# LISTED RECORDS

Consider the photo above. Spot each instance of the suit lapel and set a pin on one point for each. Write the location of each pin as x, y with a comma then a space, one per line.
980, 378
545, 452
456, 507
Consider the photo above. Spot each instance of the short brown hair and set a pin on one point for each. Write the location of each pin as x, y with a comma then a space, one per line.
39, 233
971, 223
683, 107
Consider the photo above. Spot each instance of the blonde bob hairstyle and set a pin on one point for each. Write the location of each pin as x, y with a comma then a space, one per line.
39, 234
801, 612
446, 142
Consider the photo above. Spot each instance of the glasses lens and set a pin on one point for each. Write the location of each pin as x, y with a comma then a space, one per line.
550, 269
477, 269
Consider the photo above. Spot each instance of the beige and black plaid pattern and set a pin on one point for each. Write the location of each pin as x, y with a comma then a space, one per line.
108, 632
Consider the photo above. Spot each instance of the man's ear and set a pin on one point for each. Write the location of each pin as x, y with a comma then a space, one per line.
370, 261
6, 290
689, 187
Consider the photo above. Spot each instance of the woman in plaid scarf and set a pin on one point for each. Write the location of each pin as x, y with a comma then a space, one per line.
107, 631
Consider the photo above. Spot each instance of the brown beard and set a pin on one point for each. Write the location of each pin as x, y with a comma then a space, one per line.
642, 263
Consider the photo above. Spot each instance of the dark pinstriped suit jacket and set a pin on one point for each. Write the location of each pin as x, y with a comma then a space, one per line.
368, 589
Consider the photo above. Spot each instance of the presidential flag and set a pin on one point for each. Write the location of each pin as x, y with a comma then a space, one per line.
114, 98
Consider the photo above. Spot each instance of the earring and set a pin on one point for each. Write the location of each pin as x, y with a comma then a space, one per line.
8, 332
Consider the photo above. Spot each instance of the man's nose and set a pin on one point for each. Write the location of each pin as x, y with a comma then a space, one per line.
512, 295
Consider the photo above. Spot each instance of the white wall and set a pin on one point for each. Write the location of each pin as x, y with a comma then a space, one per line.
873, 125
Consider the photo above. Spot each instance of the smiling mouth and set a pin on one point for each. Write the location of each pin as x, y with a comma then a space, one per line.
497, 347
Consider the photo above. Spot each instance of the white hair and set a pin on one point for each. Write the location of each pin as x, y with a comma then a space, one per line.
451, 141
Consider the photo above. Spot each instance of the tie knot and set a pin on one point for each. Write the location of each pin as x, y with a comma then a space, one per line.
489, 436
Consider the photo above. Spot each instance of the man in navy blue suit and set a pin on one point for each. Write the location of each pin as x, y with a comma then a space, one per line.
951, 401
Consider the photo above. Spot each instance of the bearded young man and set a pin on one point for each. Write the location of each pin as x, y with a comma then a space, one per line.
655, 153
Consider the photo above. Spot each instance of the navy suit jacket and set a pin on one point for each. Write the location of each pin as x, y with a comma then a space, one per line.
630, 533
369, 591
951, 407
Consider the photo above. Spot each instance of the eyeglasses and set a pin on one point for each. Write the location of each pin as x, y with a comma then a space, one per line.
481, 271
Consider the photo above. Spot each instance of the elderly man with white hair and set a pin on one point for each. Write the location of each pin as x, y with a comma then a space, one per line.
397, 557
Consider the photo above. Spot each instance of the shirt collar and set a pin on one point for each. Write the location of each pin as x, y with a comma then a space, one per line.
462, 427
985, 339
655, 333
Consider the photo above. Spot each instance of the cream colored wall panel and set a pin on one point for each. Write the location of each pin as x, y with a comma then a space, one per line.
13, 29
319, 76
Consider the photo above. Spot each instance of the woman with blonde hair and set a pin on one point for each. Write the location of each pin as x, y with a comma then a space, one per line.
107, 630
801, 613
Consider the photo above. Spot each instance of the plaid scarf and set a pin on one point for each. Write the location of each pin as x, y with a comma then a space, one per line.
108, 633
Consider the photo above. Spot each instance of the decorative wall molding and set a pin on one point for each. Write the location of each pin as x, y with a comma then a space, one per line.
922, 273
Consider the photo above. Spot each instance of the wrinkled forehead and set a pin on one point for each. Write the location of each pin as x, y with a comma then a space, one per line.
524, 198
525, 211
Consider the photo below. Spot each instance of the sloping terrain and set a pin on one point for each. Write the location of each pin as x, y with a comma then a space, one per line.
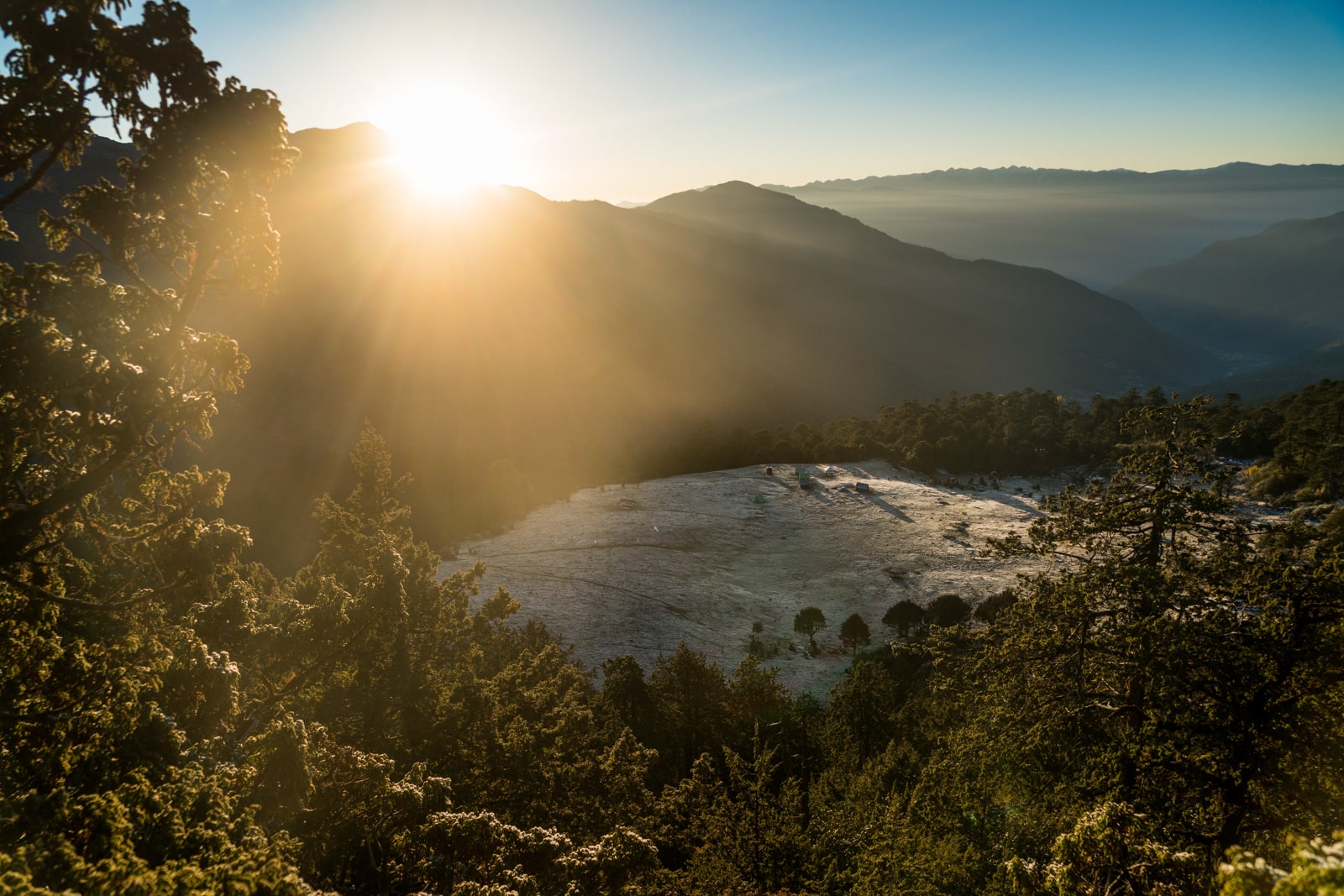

# TASK STATEMENT
The lines from the one containing "Consider the photo above. Spot each instance of the wrinkled" through the last line above are to be repeated exactly, and only those. Any pictures must be left out.

# RESULT OF THE EXERCISE
Consider the photo above. Spot each instance of the wrinkled forehead and set a pin on one point for each. Write the location of each pin as x, y with a comma then a space, one per line.
524, 198
525, 211
Consider the photo below. Spot each instance of the sloping terrain and set a pin on one point for each. Write the location of each pin as x, y with a comma then a space, one per line.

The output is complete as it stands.